* _Assignment_
Search the data below, and report every line in which "collar" occurs.

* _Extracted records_
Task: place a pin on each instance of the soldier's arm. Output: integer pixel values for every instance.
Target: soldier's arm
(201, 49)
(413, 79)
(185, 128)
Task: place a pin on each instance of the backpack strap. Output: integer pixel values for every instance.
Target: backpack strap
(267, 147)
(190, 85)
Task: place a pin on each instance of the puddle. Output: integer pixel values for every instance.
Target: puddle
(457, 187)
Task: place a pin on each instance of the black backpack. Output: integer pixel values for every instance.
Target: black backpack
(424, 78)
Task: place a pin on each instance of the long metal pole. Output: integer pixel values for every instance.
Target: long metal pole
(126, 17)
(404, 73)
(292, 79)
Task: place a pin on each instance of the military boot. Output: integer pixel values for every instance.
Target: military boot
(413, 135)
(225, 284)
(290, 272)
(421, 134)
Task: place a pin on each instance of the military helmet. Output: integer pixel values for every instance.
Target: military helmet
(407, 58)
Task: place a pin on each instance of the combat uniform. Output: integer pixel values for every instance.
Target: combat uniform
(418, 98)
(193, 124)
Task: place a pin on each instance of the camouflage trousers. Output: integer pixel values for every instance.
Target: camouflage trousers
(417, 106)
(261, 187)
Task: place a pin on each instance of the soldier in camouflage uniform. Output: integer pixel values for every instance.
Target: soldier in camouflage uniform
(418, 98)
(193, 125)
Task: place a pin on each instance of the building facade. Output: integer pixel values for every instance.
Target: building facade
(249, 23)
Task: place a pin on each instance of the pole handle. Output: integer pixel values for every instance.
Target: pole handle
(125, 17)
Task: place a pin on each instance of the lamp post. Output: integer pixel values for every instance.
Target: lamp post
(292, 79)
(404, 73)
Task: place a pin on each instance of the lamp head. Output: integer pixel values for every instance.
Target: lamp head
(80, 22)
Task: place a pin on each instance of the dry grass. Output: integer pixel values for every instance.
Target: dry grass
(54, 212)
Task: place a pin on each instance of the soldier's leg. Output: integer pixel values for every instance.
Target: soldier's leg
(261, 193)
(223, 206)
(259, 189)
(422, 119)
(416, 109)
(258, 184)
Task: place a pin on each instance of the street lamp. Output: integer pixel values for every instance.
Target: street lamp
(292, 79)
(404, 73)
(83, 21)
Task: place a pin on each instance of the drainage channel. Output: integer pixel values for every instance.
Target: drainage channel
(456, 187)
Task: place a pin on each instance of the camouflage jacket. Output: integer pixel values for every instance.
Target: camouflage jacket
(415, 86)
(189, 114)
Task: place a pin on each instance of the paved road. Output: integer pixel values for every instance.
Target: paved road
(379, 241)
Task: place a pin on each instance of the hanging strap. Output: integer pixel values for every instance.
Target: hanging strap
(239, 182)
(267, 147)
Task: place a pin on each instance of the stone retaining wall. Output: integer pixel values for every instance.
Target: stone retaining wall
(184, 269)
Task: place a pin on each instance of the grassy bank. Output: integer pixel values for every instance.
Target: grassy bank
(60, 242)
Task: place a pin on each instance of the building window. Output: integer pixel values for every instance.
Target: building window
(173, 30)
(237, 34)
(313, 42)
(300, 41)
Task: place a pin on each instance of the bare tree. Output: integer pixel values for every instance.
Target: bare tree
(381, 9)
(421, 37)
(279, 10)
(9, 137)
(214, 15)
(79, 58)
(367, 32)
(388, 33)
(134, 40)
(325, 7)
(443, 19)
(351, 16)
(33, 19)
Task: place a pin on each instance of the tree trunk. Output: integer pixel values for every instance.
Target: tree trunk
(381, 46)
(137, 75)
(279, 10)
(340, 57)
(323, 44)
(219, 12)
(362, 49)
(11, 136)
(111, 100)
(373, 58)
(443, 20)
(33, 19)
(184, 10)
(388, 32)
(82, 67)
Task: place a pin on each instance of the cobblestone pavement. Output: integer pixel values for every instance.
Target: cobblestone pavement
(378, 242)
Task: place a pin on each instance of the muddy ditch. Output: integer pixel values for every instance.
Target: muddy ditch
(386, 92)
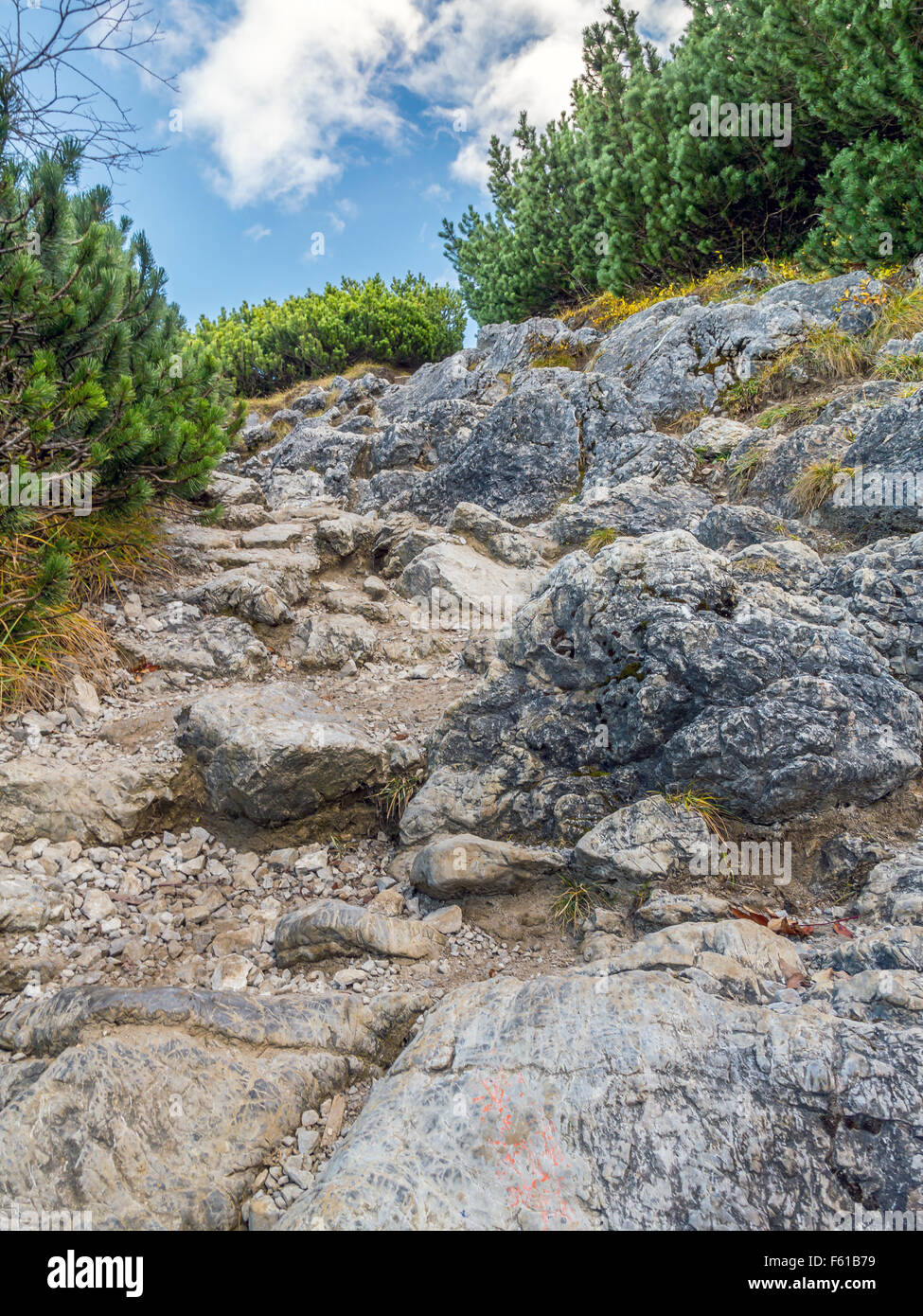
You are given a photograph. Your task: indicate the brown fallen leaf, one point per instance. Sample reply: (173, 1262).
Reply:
(785, 927)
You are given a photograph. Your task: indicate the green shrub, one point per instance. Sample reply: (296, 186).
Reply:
(268, 347)
(618, 194)
(99, 381)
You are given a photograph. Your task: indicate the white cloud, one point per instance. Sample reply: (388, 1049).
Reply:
(289, 91)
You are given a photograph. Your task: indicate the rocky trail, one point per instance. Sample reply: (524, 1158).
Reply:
(420, 861)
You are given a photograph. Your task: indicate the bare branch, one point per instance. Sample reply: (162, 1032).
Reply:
(49, 88)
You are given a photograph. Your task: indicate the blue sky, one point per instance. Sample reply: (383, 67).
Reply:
(361, 120)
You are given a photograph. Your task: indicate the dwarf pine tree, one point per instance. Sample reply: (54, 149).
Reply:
(811, 148)
(98, 380)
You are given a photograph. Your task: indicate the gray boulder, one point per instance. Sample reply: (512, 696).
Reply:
(329, 928)
(643, 667)
(615, 1097)
(470, 864)
(648, 841)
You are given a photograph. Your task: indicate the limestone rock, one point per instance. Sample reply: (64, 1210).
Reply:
(154, 1110)
(327, 928)
(470, 864)
(276, 752)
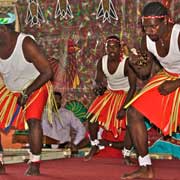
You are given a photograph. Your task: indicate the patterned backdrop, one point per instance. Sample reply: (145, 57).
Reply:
(72, 34)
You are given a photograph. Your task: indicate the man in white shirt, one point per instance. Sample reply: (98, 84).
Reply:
(63, 122)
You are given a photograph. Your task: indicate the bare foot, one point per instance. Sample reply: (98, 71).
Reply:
(129, 162)
(144, 172)
(2, 168)
(33, 169)
(92, 152)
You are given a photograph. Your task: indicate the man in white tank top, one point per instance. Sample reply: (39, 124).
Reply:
(26, 73)
(107, 110)
(158, 100)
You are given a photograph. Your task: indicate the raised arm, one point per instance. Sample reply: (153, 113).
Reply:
(99, 87)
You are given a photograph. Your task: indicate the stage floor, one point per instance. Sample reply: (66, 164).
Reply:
(95, 169)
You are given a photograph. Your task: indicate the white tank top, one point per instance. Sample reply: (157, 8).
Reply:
(171, 62)
(17, 72)
(117, 80)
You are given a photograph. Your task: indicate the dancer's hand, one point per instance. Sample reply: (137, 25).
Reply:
(168, 86)
(99, 91)
(22, 99)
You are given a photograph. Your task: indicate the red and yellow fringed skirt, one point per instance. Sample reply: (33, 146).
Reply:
(162, 111)
(13, 115)
(104, 109)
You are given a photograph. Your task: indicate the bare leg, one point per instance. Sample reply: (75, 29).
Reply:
(93, 129)
(2, 167)
(35, 142)
(128, 146)
(139, 136)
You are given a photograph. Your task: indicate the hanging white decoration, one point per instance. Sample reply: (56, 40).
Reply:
(106, 11)
(63, 10)
(34, 14)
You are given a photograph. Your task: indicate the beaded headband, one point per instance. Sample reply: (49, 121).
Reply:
(158, 17)
(112, 39)
(8, 20)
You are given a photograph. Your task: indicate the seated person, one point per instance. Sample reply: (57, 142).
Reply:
(63, 122)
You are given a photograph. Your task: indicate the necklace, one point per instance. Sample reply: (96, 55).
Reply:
(162, 43)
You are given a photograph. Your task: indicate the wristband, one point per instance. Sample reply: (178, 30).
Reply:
(24, 95)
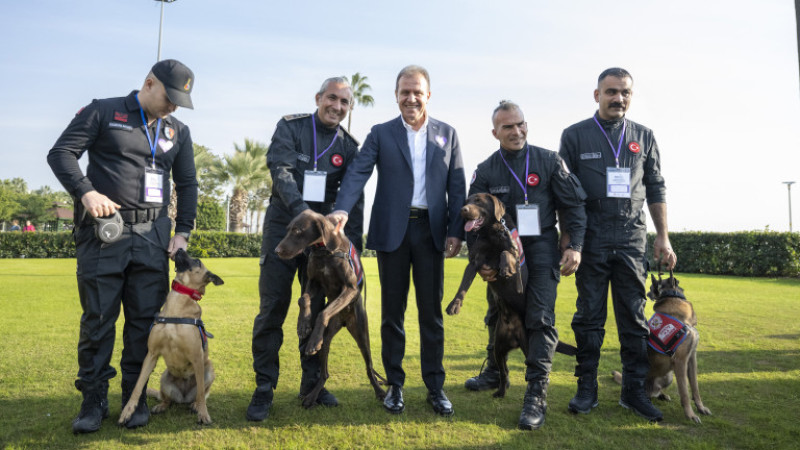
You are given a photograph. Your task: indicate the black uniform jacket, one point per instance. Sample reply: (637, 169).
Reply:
(614, 221)
(113, 133)
(291, 153)
(548, 184)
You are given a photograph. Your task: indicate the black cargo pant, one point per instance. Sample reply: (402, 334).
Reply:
(133, 273)
(626, 271)
(275, 290)
(540, 302)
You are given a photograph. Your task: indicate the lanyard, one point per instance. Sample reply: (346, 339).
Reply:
(153, 141)
(527, 166)
(621, 138)
(314, 127)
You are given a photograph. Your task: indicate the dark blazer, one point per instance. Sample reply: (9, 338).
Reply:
(386, 147)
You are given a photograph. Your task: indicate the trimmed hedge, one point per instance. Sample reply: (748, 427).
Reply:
(749, 253)
(745, 253)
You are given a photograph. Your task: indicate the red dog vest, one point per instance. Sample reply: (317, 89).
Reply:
(666, 333)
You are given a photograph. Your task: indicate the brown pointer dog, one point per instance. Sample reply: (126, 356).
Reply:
(670, 300)
(494, 247)
(329, 272)
(179, 336)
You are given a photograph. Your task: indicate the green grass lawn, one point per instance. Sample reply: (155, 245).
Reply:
(749, 362)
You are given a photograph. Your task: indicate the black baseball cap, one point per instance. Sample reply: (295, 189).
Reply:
(178, 81)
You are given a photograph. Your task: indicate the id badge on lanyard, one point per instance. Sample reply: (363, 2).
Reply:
(314, 186)
(618, 182)
(153, 185)
(528, 220)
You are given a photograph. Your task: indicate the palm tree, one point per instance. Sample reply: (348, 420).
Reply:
(246, 171)
(360, 87)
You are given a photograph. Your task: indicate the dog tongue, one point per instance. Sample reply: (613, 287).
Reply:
(472, 224)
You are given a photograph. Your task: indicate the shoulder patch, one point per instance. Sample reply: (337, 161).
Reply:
(346, 134)
(289, 117)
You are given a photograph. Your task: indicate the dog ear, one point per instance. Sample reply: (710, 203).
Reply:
(214, 279)
(499, 209)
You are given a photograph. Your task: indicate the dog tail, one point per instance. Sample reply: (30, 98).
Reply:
(154, 393)
(566, 349)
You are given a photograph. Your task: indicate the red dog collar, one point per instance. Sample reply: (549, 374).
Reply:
(181, 289)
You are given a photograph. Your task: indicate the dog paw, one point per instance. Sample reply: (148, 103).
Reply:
(454, 307)
(303, 328)
(313, 347)
(159, 408)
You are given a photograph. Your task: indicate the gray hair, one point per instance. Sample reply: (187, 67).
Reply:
(505, 105)
(412, 70)
(335, 80)
(617, 72)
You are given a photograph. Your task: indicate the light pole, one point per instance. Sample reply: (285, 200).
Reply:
(161, 26)
(789, 187)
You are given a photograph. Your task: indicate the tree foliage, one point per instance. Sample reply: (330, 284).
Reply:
(360, 96)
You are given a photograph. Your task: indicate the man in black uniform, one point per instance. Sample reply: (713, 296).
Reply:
(307, 159)
(133, 144)
(533, 183)
(618, 163)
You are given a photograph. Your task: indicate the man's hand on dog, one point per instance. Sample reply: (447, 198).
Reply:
(570, 260)
(339, 218)
(663, 253)
(176, 243)
(98, 205)
(487, 273)
(452, 247)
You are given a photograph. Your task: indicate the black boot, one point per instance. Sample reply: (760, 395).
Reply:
(534, 405)
(94, 407)
(635, 398)
(258, 409)
(586, 397)
(141, 415)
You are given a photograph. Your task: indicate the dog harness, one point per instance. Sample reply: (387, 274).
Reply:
(351, 256)
(204, 335)
(517, 241)
(185, 290)
(666, 333)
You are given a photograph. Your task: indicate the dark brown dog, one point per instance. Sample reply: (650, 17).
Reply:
(670, 300)
(178, 335)
(495, 248)
(330, 272)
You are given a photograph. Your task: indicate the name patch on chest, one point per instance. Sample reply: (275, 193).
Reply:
(499, 190)
(120, 126)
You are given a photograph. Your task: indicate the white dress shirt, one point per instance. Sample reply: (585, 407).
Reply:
(417, 144)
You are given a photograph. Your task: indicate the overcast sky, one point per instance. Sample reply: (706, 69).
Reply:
(717, 81)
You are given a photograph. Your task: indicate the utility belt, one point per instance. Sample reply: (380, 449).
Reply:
(132, 216)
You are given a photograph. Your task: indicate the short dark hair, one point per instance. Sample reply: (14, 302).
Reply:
(412, 70)
(617, 72)
(505, 105)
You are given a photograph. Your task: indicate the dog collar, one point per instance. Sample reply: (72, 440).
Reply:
(671, 293)
(181, 289)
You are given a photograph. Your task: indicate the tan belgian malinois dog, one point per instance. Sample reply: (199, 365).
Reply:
(672, 347)
(179, 336)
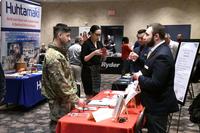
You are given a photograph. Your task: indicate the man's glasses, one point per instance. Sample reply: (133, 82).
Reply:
(97, 34)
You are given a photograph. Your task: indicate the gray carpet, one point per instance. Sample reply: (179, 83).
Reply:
(16, 119)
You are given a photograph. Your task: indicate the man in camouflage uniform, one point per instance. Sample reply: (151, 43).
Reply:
(58, 84)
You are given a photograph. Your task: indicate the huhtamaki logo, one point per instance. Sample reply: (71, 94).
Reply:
(16, 9)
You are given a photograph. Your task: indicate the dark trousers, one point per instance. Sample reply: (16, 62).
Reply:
(156, 124)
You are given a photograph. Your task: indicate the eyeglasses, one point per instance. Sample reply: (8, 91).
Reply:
(97, 34)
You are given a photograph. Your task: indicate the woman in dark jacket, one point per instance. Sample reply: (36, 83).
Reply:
(92, 53)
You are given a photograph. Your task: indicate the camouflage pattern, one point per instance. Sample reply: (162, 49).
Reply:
(58, 84)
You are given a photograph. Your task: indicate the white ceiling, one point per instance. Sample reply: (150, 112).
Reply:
(57, 1)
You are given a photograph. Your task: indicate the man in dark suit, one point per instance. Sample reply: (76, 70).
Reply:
(156, 81)
(2, 84)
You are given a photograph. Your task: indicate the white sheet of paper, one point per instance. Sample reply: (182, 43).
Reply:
(131, 91)
(102, 114)
(183, 67)
(104, 102)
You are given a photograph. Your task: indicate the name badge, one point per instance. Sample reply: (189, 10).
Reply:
(146, 67)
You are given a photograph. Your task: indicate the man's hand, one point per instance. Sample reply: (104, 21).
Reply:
(137, 75)
(133, 56)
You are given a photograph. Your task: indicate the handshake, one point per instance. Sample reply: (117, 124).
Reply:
(133, 56)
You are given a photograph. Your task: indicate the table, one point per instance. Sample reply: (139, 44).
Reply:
(112, 65)
(121, 84)
(24, 90)
(79, 124)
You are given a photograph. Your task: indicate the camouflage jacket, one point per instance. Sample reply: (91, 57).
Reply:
(57, 80)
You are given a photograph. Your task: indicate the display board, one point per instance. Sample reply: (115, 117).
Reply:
(185, 59)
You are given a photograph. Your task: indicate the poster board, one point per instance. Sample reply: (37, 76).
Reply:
(185, 60)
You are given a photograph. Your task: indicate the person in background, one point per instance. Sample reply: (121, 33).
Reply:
(109, 44)
(156, 81)
(179, 38)
(42, 53)
(140, 34)
(172, 44)
(75, 61)
(85, 36)
(92, 53)
(2, 84)
(139, 54)
(126, 50)
(58, 84)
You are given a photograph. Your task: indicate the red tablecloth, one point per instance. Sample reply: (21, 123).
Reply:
(79, 123)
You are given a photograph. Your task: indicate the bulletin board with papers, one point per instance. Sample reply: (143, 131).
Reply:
(185, 59)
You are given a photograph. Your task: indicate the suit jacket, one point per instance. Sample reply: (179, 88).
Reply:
(157, 81)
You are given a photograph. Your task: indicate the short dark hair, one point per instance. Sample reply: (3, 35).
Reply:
(125, 40)
(60, 28)
(94, 28)
(77, 39)
(141, 31)
(158, 28)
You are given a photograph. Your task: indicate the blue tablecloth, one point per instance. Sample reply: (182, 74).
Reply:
(24, 91)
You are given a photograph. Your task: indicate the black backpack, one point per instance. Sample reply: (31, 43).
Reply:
(196, 72)
(194, 110)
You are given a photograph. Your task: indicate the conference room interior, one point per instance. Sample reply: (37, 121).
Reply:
(117, 18)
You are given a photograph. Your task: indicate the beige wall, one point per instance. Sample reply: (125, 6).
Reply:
(133, 15)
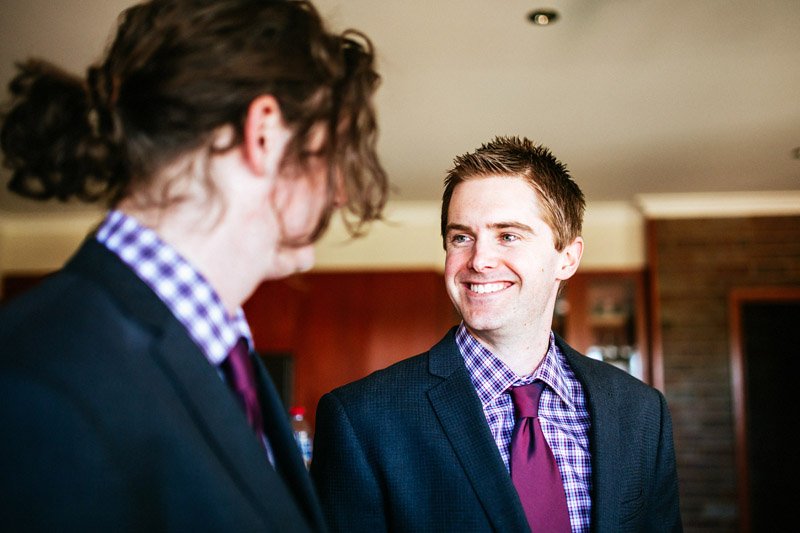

* _Exercise answer_
You are given a photograph. Your task: indicate the red dog collar, one point per instance. Sample reply: (549, 374).
You are given a photograph. Your task: indicate the dog collar, one point per instance. Sample reply: (72, 440).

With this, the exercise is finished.